▶ _THE REQUEST_
Write out exactly the lines running from the one that contains "Find the black shorts" through the end of the material.

▶ _DATA SUPPLIED_
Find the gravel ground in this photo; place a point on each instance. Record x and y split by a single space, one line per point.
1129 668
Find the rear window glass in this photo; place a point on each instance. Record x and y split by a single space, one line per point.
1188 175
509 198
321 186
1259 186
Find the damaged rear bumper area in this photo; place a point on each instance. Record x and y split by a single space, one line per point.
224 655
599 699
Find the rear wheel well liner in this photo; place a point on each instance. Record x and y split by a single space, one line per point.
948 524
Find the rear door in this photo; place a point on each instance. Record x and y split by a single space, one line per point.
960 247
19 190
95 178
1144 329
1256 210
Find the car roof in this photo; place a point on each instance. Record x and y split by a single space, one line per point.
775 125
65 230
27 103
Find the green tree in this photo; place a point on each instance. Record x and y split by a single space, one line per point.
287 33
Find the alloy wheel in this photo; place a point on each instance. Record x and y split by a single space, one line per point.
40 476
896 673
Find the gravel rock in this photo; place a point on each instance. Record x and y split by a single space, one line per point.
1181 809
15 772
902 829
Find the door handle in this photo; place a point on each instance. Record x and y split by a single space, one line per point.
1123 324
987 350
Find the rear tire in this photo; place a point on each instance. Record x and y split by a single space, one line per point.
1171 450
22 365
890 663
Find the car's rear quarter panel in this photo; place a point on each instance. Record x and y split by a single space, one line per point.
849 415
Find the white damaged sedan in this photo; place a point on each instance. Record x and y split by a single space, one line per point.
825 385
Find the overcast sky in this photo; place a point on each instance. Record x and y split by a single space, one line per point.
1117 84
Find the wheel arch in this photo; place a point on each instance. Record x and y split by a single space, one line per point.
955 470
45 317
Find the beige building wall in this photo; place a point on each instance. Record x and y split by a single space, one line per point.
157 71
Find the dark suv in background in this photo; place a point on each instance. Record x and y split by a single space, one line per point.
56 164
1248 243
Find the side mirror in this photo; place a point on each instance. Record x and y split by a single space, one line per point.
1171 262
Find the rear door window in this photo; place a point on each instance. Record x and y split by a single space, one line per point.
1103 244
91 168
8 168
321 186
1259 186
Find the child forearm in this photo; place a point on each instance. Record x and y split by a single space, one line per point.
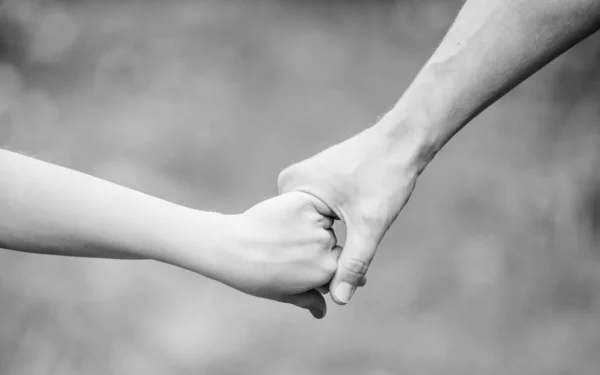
48 209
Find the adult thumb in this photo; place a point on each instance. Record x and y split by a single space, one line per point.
311 300
353 263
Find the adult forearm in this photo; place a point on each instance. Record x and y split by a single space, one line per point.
49 209
492 46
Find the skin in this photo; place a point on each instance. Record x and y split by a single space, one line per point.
280 249
492 46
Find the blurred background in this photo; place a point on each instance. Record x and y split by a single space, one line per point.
492 268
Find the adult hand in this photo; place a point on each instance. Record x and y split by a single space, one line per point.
366 181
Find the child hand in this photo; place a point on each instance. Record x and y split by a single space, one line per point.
283 249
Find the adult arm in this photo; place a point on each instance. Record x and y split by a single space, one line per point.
492 46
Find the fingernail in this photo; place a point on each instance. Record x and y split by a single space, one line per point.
344 292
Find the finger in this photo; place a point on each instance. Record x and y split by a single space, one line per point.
362 282
336 252
323 289
312 301
353 264
320 206
333 242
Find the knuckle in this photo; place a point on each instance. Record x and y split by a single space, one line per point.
356 267
330 265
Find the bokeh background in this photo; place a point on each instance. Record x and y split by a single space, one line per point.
492 268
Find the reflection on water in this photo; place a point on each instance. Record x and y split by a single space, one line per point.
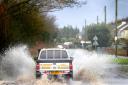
90 68
98 68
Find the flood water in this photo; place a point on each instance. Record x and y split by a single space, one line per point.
90 68
98 67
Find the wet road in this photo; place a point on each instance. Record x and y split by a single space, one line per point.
90 68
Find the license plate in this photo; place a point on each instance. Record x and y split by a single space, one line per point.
55 72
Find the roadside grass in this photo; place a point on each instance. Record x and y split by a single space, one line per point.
119 60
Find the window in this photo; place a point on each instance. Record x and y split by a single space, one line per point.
43 55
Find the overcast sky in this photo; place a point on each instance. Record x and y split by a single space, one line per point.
76 16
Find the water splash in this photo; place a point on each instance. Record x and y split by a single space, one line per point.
16 62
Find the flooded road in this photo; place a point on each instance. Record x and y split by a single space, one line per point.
90 68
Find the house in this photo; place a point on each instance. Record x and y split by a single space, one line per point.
123 30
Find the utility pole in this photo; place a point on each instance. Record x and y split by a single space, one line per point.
105 15
97 19
116 16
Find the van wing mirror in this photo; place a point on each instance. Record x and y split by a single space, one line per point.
35 58
71 58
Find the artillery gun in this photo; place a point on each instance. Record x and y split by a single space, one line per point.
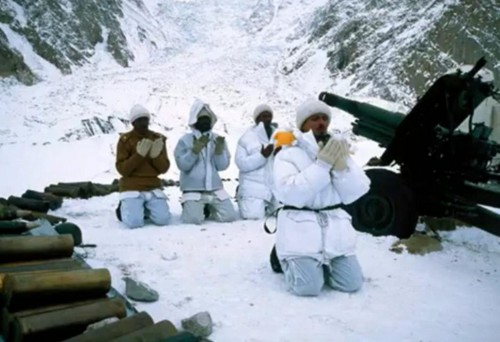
442 172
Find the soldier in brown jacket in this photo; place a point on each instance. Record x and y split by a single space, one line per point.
141 157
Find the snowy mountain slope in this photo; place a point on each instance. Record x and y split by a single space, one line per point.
44 38
395 49
450 295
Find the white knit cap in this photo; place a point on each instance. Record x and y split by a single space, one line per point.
261 109
138 111
309 108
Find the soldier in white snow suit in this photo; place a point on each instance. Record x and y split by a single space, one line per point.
315 240
254 154
200 155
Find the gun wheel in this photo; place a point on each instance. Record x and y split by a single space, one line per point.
387 209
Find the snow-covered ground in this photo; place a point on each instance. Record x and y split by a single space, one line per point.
451 295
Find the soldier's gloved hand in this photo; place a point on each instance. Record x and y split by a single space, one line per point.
31 225
143 147
219 145
199 144
331 152
328 98
266 151
156 148
23 213
341 162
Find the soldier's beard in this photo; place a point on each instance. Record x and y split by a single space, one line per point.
269 127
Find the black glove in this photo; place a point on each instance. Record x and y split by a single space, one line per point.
266 151
328 98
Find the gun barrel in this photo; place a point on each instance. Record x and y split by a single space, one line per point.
373 122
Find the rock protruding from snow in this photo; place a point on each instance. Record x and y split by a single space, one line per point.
200 324
417 244
139 291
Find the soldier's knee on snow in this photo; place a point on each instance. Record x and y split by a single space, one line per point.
311 289
353 285
161 219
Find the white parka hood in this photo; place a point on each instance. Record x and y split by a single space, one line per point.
196 108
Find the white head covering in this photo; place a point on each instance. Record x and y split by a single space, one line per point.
309 108
138 111
260 109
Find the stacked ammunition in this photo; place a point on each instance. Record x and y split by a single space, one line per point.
47 293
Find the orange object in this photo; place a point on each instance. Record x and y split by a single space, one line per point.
284 138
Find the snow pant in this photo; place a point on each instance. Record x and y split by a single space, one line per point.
305 276
132 210
193 211
252 208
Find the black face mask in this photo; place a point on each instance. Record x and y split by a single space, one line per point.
322 138
203 124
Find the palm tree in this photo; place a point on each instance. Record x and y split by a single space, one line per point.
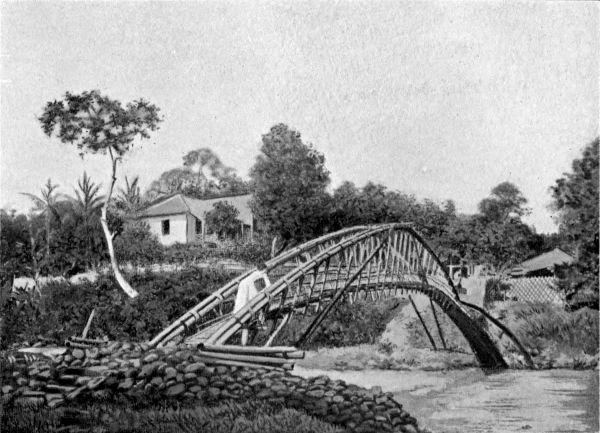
88 204
45 203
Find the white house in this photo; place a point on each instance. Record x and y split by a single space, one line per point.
180 218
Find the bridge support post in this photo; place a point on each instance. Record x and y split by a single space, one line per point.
423 323
440 333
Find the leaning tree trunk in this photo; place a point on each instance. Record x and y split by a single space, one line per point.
130 291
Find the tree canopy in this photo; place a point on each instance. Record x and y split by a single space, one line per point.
289 180
95 123
223 220
203 175
576 200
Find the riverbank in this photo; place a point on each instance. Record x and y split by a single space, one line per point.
472 401
553 337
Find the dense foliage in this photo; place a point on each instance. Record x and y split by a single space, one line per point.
576 200
62 309
223 220
289 184
203 175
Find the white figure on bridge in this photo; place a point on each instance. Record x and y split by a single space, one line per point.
248 289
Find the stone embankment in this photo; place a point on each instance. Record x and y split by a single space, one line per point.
177 372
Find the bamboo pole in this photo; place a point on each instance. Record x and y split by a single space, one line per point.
422 323
244 358
319 319
88 324
279 328
437 323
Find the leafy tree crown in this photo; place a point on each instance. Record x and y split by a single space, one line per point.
97 124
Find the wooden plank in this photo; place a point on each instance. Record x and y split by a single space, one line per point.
422 323
437 323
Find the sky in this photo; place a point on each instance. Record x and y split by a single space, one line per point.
443 100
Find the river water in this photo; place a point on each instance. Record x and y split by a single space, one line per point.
472 401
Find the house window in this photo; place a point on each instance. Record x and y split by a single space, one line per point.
166 226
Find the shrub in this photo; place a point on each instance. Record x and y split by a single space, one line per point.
63 309
539 326
136 243
495 290
242 252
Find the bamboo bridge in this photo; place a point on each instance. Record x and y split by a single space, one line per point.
363 262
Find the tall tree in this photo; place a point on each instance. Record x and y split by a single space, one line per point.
290 181
203 175
502 238
98 124
576 200
88 204
130 199
505 201
45 204
223 219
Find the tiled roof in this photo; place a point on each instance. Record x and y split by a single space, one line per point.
547 260
179 203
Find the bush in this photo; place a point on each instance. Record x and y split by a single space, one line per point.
540 326
495 290
63 309
241 252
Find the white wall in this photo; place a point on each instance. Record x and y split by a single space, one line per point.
178 228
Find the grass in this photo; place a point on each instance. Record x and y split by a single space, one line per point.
549 330
228 416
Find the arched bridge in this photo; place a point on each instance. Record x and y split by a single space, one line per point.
363 262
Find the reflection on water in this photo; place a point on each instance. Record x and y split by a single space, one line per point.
471 401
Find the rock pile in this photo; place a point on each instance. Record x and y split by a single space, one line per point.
178 372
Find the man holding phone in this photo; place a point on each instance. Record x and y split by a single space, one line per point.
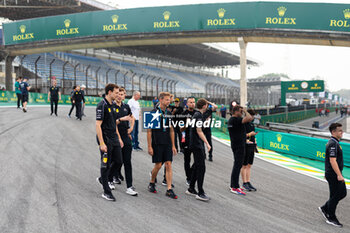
333 172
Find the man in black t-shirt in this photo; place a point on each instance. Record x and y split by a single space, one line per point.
196 144
77 98
54 96
191 103
161 145
25 95
125 127
71 99
176 111
109 139
238 139
250 148
333 172
208 114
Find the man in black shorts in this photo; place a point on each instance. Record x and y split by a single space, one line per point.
108 139
125 127
161 145
334 164
238 140
77 100
208 114
189 112
197 141
54 96
71 100
250 148
25 95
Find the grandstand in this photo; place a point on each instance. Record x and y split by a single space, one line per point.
74 68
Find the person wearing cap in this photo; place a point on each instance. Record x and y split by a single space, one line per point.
82 89
177 111
25 93
54 96
208 115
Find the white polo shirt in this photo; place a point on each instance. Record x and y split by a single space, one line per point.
135 108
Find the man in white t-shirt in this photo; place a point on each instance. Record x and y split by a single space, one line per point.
135 109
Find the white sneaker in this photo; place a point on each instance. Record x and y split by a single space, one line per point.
111 185
131 191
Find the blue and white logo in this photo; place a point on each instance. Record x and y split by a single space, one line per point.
151 120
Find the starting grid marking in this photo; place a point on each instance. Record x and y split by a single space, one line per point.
288 163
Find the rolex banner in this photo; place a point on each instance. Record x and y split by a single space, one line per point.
10 97
302 146
202 17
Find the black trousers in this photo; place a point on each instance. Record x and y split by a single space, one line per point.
78 109
71 109
238 154
114 160
19 99
126 153
337 191
207 134
187 163
53 102
198 170
178 137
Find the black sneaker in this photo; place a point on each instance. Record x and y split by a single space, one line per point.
252 188
99 180
191 192
152 188
170 193
246 187
108 196
323 212
164 183
150 176
334 222
116 180
202 197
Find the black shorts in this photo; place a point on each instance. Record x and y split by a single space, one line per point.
114 155
24 98
249 154
162 153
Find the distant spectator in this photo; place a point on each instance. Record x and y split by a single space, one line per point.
185 102
18 91
135 109
24 89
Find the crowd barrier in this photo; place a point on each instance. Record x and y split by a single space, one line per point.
303 146
10 97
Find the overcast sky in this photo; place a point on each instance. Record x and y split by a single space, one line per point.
298 61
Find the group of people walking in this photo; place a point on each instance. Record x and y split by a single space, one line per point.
115 123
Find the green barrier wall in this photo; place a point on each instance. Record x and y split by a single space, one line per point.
307 147
9 97
292 116
200 17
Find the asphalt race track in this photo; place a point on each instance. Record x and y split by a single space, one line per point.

▶ _SOLVED PROBLEM_
Find the black shorts in this photo; place a point on each instance. Record x and y split by a single space, one line per point.
114 155
24 98
249 154
162 153
Find the distant spectator in this photo; place a point on each instance. Record x and y split by a single space, one line per point.
185 102
18 91
135 109
24 89
Find the crowd barrier in this photo; place a point on each instance. Record x and y split by a single space, one line per point.
303 146
10 97
Find the overcast sky in this photo; place a point on each instance. Record x and y split by a single space, one line per point.
298 61
Find the group of people walking in this photo; place a point on each instance. Record x and y split by a single space, one line per point.
115 123
Find the green barrier wall in this photo; place a point on each instance. Record x and y split by a single space, one line per point.
307 147
9 97
292 116
200 17
Find the asphalt race track in this photo; place a point on each instance. Record x and y split by a single space, one line per point.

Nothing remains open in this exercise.